| TEXT PASSAGE |
----

You know when you spend a weekend taking two additional doses of cytotec (rounds three and four for anyone who is counting along) and you bleed and cramp and bleed some more, all the way into the night the sunday before you have a ton of meetings on monday, and you STILL don't see anything that is definitively the gestational sac passing through the remains of what surely should be the entirety of your uterus?
Guys, this is torture. I am still bleeding and still cramping. By my LMP, I am nearing 11 weeks not pregnant. I am losing my sanity, not to mention, my ability to just maintain the smile that I am attempting to walk around with.
Fellow-RPLers will understand the daily struggle of compartmentalizing when you are constantly walking around during some stage of miscarriage. Someone should do a psych study of the women who live this way - walking around, showing up at work, dealing with our friends and families, all the while slowly being torn up inside. We generally hide our pregnancies and thus, our losses. Seriously, this is already such a silent, isolating pain. Having your body not know how to miscarry properly, let alone carry a healthy pregnancy, is pretty much the worst of an already worst situation.

----

| RECORDS SHOWN |
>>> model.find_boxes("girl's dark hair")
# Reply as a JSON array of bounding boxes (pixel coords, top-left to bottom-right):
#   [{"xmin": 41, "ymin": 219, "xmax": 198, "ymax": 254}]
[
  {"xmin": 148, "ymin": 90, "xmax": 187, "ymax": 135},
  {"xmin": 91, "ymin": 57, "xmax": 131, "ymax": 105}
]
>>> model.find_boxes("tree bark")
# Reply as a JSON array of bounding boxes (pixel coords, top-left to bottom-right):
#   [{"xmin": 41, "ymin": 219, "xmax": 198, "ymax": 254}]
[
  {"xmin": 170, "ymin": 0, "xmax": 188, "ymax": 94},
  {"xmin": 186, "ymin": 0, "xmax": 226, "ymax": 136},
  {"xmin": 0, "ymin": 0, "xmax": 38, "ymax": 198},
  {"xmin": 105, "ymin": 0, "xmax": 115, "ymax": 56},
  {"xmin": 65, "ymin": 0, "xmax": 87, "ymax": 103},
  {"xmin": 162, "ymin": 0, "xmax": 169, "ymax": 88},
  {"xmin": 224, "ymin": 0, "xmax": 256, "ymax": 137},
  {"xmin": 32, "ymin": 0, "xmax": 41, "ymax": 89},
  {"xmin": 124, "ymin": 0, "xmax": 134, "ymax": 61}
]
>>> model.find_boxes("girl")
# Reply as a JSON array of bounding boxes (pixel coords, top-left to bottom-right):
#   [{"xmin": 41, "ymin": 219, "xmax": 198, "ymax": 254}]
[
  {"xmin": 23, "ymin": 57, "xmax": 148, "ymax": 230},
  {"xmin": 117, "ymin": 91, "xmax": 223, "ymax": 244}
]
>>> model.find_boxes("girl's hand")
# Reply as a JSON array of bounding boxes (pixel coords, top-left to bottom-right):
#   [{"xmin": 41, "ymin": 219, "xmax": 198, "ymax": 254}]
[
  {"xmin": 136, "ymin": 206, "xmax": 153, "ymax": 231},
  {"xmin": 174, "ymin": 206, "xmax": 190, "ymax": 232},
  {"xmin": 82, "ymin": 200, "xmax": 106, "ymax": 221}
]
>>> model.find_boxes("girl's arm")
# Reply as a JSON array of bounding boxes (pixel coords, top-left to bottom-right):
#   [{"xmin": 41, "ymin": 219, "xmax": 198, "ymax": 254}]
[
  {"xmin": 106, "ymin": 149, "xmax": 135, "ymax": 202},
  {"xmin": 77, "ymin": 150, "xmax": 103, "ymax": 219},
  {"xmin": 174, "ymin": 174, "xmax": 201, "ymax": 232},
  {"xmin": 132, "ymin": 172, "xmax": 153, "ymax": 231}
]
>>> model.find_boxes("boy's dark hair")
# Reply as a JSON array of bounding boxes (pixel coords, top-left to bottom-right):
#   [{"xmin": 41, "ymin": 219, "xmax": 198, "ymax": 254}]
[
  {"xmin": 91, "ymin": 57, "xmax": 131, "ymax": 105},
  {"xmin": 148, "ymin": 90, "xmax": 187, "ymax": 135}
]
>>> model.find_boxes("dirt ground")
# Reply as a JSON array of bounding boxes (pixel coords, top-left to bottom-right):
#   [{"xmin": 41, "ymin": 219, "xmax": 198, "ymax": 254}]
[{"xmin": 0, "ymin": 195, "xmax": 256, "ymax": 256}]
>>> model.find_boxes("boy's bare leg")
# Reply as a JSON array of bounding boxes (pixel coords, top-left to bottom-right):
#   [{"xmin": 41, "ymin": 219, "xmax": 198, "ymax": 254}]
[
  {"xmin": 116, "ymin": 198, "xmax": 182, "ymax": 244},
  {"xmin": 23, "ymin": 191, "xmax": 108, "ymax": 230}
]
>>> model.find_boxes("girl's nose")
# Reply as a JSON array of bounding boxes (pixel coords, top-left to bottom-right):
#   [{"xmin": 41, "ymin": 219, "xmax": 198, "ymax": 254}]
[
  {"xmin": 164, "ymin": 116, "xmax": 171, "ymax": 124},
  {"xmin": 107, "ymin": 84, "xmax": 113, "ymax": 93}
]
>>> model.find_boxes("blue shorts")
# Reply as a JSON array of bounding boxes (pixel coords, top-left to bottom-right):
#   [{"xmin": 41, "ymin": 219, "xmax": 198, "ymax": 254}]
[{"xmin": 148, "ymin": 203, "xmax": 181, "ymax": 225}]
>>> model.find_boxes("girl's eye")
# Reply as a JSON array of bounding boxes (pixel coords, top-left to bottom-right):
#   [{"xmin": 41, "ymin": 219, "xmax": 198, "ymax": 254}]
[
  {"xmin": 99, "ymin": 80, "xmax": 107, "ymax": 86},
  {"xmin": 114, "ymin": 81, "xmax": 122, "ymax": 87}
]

----

| ACTIVITIES |
1: Answer these questions on the post about miscarriage:
(a) How many additional doses of cytotec were taken over the weekend?
(b) By the LMP, how many weeks "not pregnant" is the writer nearing?
(c) Who does the writer say will understand the daily struggle of compartmentalizing?
2: Resume the post about miscarriage and continue it after its final sentence.
The records have no connection to the post about miscarriage.

| TASK-BY-TASK RESULTS |
1:
(a) Two additional doses (rounds three and four).
(b) Nearly 11 weeks.
(c) Fellow-RPLers.

2:
Meanwhile in logistics land, the scheduler at Dr. K's office is telling me she is booked and can't see me this week, so I begged her to pass on a message to the doctor, in the hopes that she will let me just come in this week for an ultrasound. "I took another round of cytotec this weekend and I am bleeding but I don't think this miscarriage is complete, and Dr. K advised me that it was critical I come in for follow-up," I practically whined to the scheduler. "Please, I have to see Dr. K, I can develop an infection and may need a D&C, but I won't know if you don't allow me to come in."
The only thing that's worse than feeling helpless about your body, is feeling helpless about your ability to convey important time-sensitive information to people who control the fate of your uterus.